─── Text shown
= 2008 Bandung stampede =

Crowd crush in Bandung, Indonesia

2008 Bandung Human Stampede, known as Tragedi AACC (AACC Tragedy) or Sabtu Kelabu (Dark Saturday), was a stampede and mass hysteria that occurred on 9 February 2008 at Asia African Cultural Center or AACC building (now called De Majestic) in Bandung, Indonesia.

==Background==
Bandung metal band Beside was holding a concert of their first album launch entitled Against Ourselves at AACC building. The concert started at 19:00 (local time). According to many sources, the building where the concert took place was capable of accommodating 500 people.

==Incident==
The number of people attending the concert exceeded the capacity of the building where the concert was taking place. There were an estimated 800 to 1000 people watching the concert. Apart from those in the building, there were others who were outside the building. When the concert concluded at 20:30, the panic started as the audience was leaving the building. As the building was unable to safely accommodate so many people, the air circulation was greatly decreased and attendees suffered from asphyxiation, suffocation, dehydration and jostling. The lack of medical staff meant that the impacted attendees received no proper medical attention. It was reported that there were a number of people lying on the floor who did not receive medical attention at all.
──────
─── Records supplied
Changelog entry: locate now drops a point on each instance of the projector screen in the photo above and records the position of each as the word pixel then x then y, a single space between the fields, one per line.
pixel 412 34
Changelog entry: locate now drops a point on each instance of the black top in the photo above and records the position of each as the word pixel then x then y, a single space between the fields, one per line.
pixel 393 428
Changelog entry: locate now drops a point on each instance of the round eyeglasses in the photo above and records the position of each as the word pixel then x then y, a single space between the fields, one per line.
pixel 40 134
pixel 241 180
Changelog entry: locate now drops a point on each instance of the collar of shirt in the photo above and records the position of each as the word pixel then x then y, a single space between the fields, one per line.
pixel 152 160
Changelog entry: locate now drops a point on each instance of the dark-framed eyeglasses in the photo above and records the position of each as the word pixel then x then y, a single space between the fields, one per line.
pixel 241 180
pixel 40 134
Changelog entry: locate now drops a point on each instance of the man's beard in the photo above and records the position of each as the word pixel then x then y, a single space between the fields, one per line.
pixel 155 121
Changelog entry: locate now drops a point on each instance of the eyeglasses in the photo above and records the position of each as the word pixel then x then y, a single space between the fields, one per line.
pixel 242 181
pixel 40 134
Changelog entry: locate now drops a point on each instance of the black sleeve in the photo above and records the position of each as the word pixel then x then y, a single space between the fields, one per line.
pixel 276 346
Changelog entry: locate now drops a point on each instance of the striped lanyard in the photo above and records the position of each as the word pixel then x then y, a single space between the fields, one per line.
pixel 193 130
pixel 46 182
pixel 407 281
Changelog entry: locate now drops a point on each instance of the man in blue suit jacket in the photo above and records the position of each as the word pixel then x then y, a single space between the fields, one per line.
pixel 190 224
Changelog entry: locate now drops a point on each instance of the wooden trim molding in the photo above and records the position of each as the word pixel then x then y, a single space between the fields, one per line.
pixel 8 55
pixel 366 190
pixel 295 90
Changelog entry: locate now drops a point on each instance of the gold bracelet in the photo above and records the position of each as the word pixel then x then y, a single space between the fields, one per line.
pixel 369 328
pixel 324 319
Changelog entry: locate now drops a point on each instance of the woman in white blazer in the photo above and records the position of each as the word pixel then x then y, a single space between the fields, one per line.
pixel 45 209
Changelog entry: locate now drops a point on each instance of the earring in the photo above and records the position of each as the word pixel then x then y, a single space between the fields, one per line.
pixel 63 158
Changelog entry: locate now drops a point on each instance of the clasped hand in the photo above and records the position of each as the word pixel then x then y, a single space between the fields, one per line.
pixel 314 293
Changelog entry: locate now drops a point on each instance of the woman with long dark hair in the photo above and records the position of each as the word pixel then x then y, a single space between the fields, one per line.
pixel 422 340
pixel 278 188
──────
**Actions to take:**
[A] Reproduce the Bandung stampede article between "Crowd crush in" and "accommodating 500 people.", inclusive.
[B] Answer these questions using the Bandung stampede article:
(i) What is the AACC building called now?
(ii) According to many sources, how many people could the building hold?
(iii) At what time did the concert end?
The records aren't needed for anything here.

**Solution set:**
[A]
Crowd crush in Bandung, Indonesia

2008 Bandung Human Stampede, known as Tragedi AACC (AACC Tragedy) or Sabtu Kelabu (Dark Saturday), was a stampede and mass hysteria that occurred on 9 February 2008 at Asia African Cultural Center or AACC building (now called De Majestic) in Bandung, Indonesia.

==Background==
Bandung metal band Beside was holding a concert of their first album launch entitled Against Ourselves at AACC building. The concert started at 19:00 (local time). According to many sources, the building where the concert took place was capable of accommodating 500 people.

[B]
(i) De Majestic
(ii) 500 people
(iii) 20:30